* _Passagem fornecida_:
┏━━
A época dos animais de estimação
À hora a que escrevo este texto, testemunhamos o final do ano de 2018. Há duas centenas de anos, talvez menos, as ruas das cidades deste país eram partilhadas entre pessoas e animais. Os animais eram parte fundamental do sistema de transporte que permitia às pessoas deslocarem-se e transportarem bens e mercadorias. Como resultado desta proveitosa simbiose, as vias de comunicação eram compostas de uma mistura de terra batida e excremento animal, uma combinação não muito favorável à salubridade pública.
A gradual substituição do animal pelos veículos motorizados teve esta vantagem indelével: as ruas passaram a ser mais limpas e o ambiente envolvente mais higiénico e saudável. Sendo certo que outras medidas, como a generalização do saneamento básico e a canalização de água potável, tiveram uma preponderância maior neste domínio, é absolutamente insofismável que a drástica redução de animais na via pública teve uma contribuição assinalável. Aliás, indo mais além, analisando o que constituía prática comum nas aldeias deste país onde a interação diária entre pessoas e animais era ainda mais promiscua, os ganhos em termos de saúde pública, de propagação de doenças, de longevidade da vida humana, foram determinantes.
Hoje, na passagem para o ano de 2019, assistimos a uma experiência diferente. Faltam sensivelmente dez minutos para as sete da manhã deste sábado e eu sei — tenho a certeza — que, quando sair para ir comprar o pão para o pequeno almoço na padaria ali da esquina, vou ter que suster a respiração numa boa parte do caminho e tomar muita atenção ao pavimento para manter as solas dos sapatos limpas. O passeio desta rua onde vivo, em pleno centro da cidade, encontra-se banhado a urina matinal de cão e são mais os metros quadrados contendo fezes de animal do que os que se encontram limpos.
┗━━
[Dados de indicação de regiões]
┏━━
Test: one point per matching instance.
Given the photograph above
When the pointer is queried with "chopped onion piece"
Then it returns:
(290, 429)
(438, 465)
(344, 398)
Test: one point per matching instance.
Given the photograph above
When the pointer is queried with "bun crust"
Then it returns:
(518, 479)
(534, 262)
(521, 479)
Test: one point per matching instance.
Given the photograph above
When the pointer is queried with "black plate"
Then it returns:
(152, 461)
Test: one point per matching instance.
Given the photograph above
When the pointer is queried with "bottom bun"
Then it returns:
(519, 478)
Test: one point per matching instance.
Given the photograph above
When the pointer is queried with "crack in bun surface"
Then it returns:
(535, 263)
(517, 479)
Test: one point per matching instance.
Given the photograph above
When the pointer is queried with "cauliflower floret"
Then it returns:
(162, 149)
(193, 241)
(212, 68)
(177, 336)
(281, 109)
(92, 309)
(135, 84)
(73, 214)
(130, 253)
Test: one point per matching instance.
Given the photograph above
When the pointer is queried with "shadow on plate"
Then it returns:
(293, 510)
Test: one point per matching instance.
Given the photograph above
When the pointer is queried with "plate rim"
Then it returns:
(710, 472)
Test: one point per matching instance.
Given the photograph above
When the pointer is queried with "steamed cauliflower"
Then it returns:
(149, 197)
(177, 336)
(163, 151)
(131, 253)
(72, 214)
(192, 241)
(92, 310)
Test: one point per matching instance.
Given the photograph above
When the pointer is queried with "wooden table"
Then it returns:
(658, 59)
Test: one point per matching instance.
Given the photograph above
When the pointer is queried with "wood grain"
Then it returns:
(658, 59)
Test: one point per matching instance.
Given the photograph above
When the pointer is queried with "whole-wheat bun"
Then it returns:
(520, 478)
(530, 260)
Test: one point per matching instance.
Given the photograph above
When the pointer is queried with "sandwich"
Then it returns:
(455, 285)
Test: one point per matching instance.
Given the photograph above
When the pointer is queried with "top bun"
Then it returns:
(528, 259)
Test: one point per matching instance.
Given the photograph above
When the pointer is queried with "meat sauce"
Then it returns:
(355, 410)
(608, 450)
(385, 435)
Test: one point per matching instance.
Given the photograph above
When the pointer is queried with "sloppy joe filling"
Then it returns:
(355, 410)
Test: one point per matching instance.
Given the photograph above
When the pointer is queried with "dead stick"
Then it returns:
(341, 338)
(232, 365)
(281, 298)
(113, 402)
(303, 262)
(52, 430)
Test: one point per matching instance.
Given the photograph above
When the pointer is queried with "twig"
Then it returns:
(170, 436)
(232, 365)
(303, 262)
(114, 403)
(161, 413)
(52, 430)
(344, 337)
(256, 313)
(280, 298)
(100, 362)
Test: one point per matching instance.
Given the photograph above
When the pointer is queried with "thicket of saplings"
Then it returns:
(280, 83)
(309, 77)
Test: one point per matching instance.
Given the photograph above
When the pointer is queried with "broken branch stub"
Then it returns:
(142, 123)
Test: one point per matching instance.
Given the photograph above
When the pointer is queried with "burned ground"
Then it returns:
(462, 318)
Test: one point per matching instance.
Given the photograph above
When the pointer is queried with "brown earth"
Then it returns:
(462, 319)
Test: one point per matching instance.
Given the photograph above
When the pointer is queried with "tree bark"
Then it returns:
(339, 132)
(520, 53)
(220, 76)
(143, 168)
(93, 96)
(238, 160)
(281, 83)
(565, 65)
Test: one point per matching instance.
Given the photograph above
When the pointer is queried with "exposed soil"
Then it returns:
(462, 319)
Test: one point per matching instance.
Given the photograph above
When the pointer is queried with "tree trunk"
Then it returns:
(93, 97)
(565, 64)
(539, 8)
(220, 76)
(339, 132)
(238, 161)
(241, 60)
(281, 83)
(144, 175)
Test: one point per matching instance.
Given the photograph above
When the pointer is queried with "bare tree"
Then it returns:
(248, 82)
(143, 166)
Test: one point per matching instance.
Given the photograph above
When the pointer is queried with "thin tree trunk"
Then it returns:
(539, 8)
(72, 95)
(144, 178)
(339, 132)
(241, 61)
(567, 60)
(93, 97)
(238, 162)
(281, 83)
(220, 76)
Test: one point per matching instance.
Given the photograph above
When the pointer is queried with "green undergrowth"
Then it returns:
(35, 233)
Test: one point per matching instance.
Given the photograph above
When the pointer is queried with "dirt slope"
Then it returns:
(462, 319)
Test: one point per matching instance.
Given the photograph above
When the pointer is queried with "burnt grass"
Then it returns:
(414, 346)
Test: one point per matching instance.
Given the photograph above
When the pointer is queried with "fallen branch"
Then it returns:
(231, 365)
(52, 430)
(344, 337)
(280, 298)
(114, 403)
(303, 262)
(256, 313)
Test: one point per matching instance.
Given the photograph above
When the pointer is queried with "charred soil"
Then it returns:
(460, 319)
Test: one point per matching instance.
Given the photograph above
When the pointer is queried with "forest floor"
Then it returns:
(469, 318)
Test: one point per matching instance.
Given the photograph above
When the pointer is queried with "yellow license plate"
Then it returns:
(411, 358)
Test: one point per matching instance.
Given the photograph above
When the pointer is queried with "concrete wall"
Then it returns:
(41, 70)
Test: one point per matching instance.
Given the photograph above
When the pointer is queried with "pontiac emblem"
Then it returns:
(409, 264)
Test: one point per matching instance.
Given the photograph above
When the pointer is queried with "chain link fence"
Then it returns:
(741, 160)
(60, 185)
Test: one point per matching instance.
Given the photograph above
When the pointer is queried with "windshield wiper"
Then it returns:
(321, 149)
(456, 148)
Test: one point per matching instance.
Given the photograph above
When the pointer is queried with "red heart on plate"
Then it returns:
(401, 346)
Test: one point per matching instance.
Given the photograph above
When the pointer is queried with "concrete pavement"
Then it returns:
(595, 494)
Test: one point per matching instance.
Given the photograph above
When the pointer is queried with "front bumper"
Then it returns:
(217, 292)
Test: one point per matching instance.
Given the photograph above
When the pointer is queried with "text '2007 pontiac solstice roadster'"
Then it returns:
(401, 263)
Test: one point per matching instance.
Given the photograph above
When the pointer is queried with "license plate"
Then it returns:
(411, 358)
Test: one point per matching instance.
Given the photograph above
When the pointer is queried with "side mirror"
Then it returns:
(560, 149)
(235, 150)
┗━━
* _Tarefas_:
#1 Segundo o texto sobre os animais de estimação, de que eram compostas as vias de comunicação há duas centenas de anos?
#2 Escreva a continuação do texto sobre os animais de estimação a partir do ponto em que termina.
As linhas acima não têm qualquer papel nesta parte.

* _Respostas por tarefa_:
#1 De uma mistura de terra batida e excremento animal.

#2
Não é objetivo deste texto apresentar uma queixa. Longe disso. Trata-se apenas de uma constatação: tal como nos séculos anteriores ao décimo quarto se gritava “Água vai!” e se despejava “águas lixosas” pela janela diretamente na via pública, tal como até praticamente ao século XX cavalos, burros, parelhas de bois e outros animais partilhavam a via pública com o ser humano e nela deixavam os seus naturais dejetos incontidos, hoje, no século XXI, praticamente no ano de 2019, achamos normal fazer dos passeios públicos, dos jardins e espaços verdes, as retretes dos nossos animais.
Entretanto, criou-se a regra de etiqueta facultativa de se recolher os dejetos com um saco de plástico. Pouca gente o faz e, para não o fazer, levam os cães de noite ou madrugada para evitar testemunhas. Mas mesmo fazendo-o, isto é, mesmo recolhendo o dejeto do passeio com um saco de plástico, não deixa a coisa de ter sido feita, não é? O passeio não deixou de ter sido conspurcado com dejetos de animais e não deixou de estar sujo. Apenas está menos sujo. Agora suponham que uma criança que circula ali, naquele mesmo espaço, tropeça e cai, apoiando as mãos no pavimento meticulosamente emporcalhado por dejetos de animais. Não há problema, deve haver, afinal, algum antibiótico para estas coisas! A liberdade de um cão e do seu dono é mais importante do que a saúde e bem estar de uma criança. Dito desta forma, até custa a interiorizar.
Vivemos a era dos animais domésticos que, tendo as suas virtudes que não menosprezo, acarreta consequências muito sérias, pois vem associada a uma sociedade cada vez mais isolada, sozinha e antissocial. O animal parece adquirir mais direitos do que a pessoa humana, embora vivam frequentemente confinados em apartamentos minúsculos. Trata-se de uma ilusão, todavia: o animal continua a servir unicamente os interesses dos seres humanos. Hoje em dia, esses interesses já não são o puxar uma carroça ou outra coisa qualquer. São a simples necessidade de afeto que os seus donos não conseguem adquirir de outra forma, socializando, porque não podem, porque não querem ou porque já desistiram de o fazer.